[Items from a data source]
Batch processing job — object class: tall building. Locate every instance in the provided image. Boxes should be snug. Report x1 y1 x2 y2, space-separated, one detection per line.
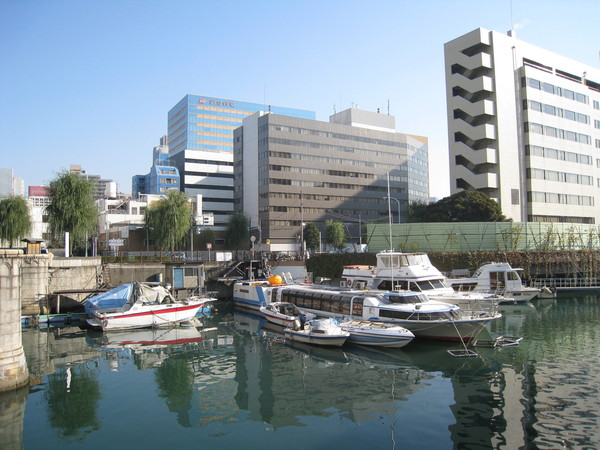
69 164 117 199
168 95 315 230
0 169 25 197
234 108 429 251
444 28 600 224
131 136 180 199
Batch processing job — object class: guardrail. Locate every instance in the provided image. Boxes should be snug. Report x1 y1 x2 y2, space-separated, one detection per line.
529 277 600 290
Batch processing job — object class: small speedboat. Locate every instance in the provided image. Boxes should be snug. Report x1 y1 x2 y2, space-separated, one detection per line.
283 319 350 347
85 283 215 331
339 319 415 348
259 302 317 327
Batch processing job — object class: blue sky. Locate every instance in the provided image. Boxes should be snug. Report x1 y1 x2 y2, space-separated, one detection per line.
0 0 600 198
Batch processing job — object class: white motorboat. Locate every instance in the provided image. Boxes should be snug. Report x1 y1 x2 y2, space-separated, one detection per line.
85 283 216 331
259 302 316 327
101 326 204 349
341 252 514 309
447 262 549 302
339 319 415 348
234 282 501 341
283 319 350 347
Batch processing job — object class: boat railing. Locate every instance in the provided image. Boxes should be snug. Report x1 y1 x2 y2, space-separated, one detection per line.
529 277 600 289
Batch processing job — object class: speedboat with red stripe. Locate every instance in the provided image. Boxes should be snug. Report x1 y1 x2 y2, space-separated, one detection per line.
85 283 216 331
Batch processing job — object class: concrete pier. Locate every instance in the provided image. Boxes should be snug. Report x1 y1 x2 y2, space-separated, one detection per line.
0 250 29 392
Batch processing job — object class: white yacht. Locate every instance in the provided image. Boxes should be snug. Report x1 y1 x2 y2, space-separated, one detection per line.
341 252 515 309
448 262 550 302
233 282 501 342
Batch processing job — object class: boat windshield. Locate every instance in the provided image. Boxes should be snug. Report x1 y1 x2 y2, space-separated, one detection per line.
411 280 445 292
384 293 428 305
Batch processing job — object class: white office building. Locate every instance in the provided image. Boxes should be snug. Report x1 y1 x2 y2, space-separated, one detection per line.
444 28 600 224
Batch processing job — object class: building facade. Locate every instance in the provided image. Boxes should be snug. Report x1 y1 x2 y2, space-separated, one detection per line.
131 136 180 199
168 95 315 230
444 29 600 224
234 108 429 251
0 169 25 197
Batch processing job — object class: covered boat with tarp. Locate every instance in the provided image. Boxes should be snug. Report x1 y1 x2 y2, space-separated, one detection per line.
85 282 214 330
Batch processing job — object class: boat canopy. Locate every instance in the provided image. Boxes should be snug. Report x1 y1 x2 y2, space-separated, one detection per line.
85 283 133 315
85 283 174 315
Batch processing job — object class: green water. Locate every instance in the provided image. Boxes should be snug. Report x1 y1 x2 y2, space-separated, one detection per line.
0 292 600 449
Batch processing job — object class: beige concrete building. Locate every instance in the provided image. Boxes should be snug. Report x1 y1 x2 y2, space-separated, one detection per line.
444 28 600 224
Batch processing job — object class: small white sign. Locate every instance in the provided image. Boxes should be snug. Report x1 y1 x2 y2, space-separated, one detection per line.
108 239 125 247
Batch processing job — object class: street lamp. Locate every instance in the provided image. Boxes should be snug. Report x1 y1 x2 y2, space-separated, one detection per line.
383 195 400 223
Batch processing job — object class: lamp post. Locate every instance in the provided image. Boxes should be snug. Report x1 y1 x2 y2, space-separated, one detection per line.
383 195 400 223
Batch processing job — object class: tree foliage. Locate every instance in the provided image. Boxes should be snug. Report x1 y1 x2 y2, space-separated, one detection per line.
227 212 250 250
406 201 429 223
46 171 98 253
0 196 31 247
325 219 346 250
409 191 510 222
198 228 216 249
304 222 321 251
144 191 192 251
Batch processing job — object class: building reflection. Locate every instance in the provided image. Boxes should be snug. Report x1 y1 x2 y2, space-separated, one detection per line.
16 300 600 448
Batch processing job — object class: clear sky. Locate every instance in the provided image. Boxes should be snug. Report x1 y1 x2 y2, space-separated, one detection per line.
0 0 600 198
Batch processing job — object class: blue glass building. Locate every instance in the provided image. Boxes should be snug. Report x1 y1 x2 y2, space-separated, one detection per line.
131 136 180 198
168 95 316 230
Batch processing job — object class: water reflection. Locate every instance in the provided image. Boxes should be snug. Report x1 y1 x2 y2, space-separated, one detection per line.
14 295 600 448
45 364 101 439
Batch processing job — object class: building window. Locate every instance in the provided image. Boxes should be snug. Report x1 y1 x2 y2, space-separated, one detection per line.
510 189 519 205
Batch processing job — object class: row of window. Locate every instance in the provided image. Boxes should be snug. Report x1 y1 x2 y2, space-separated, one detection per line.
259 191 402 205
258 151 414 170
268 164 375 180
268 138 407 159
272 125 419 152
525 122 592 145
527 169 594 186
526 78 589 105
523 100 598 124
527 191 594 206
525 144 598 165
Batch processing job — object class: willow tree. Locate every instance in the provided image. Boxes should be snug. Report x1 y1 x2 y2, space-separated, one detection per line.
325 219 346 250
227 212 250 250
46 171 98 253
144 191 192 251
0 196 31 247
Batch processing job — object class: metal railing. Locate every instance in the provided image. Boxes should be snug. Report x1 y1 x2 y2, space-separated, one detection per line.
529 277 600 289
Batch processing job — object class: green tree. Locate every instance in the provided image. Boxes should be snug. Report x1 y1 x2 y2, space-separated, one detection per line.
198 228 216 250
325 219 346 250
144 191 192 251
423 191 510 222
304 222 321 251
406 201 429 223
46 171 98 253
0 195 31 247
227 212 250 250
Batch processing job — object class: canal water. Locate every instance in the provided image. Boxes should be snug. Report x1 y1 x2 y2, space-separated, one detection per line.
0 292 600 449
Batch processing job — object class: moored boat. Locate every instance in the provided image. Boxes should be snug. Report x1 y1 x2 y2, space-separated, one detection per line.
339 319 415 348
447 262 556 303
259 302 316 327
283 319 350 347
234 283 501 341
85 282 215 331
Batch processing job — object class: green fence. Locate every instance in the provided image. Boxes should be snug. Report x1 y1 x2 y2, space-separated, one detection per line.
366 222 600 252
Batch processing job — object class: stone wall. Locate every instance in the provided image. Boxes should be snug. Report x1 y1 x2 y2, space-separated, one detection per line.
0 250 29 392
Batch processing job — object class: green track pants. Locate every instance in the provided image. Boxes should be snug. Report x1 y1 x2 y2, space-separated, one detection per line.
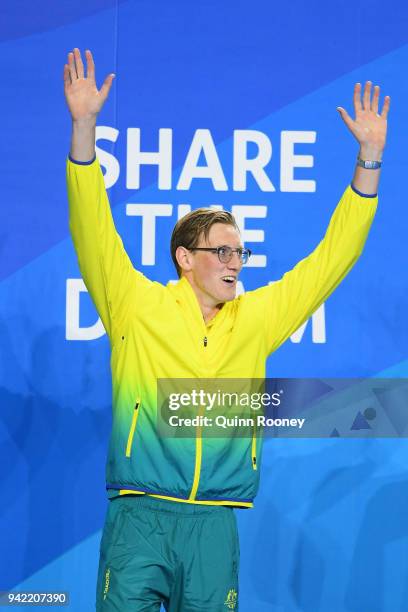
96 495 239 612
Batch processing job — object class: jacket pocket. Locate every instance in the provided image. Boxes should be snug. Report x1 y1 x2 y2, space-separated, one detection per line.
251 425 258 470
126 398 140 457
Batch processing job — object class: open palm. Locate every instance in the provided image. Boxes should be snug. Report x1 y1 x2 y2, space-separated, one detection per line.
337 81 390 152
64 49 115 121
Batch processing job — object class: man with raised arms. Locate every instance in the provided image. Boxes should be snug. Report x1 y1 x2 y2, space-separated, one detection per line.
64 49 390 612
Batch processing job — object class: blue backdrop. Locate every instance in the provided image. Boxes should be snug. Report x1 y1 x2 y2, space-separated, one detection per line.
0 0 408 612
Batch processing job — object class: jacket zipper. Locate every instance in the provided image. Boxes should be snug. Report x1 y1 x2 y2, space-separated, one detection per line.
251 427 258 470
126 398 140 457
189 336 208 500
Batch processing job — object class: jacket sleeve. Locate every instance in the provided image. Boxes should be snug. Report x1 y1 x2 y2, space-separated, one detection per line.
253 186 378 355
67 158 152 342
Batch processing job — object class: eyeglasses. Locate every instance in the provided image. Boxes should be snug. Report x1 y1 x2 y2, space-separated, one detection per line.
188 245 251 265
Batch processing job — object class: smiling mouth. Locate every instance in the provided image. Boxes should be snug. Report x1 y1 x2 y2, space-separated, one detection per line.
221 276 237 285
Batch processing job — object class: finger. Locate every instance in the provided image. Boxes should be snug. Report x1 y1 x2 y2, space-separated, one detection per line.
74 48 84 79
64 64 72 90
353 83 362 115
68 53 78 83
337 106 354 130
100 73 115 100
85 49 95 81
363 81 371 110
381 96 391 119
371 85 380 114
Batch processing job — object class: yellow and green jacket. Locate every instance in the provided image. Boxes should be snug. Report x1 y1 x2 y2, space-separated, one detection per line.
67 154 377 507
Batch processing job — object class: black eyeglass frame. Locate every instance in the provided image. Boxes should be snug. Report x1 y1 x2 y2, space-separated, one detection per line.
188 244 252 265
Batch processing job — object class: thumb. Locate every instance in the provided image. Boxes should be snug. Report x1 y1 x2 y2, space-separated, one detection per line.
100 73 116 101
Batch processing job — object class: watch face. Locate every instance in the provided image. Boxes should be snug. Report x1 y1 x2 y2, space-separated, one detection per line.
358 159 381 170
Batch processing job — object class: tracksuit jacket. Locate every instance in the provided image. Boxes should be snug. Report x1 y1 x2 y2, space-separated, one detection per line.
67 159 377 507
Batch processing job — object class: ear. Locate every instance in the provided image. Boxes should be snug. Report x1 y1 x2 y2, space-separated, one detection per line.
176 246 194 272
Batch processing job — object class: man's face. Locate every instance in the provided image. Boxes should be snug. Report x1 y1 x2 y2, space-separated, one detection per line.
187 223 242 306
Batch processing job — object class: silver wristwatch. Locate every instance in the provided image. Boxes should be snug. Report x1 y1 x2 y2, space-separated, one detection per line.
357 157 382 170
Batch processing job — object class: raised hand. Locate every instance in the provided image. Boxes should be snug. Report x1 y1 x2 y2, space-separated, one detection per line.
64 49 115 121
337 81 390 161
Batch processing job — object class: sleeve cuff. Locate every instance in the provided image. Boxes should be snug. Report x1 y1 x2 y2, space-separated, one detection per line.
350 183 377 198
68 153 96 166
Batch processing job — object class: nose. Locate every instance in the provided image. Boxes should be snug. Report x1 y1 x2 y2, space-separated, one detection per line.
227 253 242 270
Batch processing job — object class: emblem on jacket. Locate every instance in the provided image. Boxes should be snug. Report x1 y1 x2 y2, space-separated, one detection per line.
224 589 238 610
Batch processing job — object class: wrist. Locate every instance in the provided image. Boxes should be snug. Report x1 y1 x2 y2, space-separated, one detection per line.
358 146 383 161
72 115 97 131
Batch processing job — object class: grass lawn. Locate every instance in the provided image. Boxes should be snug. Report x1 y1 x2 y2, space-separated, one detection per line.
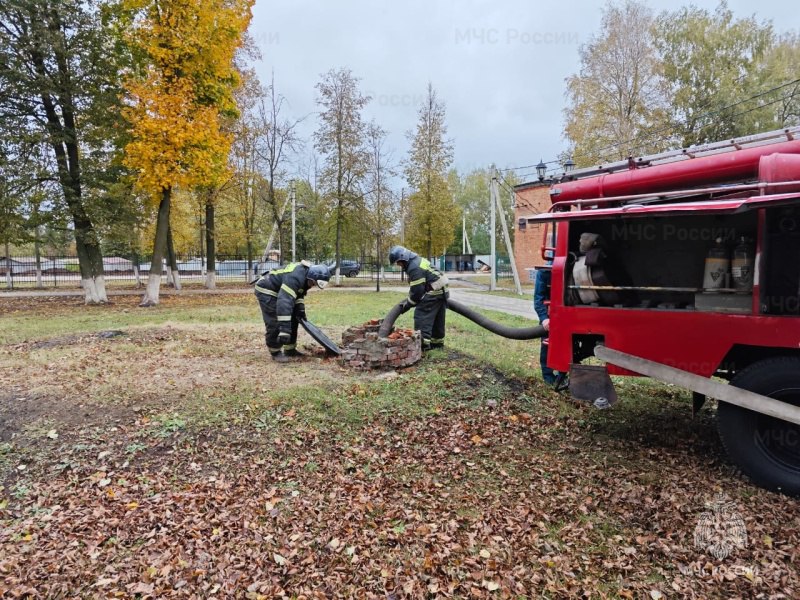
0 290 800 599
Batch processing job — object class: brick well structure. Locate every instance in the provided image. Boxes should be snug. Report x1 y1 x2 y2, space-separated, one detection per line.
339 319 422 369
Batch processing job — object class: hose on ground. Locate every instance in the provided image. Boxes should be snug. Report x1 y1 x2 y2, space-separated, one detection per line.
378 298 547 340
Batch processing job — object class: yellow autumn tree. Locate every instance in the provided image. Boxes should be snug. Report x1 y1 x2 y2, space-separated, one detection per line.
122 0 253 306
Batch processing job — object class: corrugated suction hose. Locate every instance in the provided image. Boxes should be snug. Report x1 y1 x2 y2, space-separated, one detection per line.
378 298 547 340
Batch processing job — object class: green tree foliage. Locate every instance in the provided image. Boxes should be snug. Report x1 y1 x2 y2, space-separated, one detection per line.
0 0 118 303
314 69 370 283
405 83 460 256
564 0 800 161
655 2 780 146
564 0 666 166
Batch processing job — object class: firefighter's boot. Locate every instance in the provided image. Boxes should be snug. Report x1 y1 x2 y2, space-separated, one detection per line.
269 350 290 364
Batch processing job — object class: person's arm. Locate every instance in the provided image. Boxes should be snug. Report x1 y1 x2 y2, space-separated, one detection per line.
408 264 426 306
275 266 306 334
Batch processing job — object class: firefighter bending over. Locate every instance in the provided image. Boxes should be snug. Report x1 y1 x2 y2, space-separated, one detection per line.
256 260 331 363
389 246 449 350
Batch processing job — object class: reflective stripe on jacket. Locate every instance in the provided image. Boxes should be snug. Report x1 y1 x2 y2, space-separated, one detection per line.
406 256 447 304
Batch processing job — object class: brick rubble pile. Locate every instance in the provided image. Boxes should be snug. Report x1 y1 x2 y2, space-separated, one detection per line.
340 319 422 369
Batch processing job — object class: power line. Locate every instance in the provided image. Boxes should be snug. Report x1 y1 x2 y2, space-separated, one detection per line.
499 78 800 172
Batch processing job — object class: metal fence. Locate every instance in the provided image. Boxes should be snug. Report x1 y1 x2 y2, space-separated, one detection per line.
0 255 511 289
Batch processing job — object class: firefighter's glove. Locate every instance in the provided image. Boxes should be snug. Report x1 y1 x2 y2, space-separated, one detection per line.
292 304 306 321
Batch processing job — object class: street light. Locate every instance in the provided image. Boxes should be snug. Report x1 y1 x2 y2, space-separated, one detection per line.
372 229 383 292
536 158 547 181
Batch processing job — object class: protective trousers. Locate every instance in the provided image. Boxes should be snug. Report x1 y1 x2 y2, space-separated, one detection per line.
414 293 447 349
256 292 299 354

Exercise aim -
Change "firefighter's boot" to "firefighter's helmet" in the records between the lines holding "Batch processing job — object class: firefighter's boot." and "269 350 290 364", inclusive, and write out only those lines again with nothing else altered.

Completed task -
Batch processing job — object class: firefighter's helmet. Locate every instance in the provided image. Boxes should be snug. Report x1 y1 x2 y2, space-separated, one detection per line.
269 350 290 364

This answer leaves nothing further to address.